__STATED EXERCISE__: Convert the listing below into a JSON list of strings, with one string per line and blank lines left out.

------------------------------------------------

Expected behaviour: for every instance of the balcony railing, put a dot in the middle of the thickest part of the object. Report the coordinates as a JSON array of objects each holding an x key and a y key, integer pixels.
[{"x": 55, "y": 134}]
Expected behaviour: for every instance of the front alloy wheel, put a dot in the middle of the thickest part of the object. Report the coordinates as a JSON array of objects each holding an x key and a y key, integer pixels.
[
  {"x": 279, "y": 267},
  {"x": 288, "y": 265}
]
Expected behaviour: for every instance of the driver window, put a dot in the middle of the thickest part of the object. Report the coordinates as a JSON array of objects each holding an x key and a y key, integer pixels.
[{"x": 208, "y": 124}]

------------------------------------------------

__WRITTEN REPLY__:
[
  "Expected behaviour: for every instance of the balcony railing, put a dot in the middle of the thickest part of the object. Report the coordinates as a JSON array of objects each holding an x key and a y key, integer pixels.",
  "[{\"x\": 55, \"y\": 134}]",
  "Expected behaviour: for every instance of the front alloy wheel, put a dot in the middle of the thickest part of the object. Report the coordinates as a JSON array of objects each holding an x key and a y key, integer pixels.",
  "[",
  "  {\"x\": 279, \"y\": 267},",
  "  {\"x\": 288, \"y\": 265}",
  "]",
  "Expected behaviour: for every instance of the driver window, put a dot in the middle of the thickest part of the object. Report the coordinates as a JSON array of objects each holding an x key and a y key, integer pixels.",
  "[{\"x\": 208, \"y\": 124}]"
]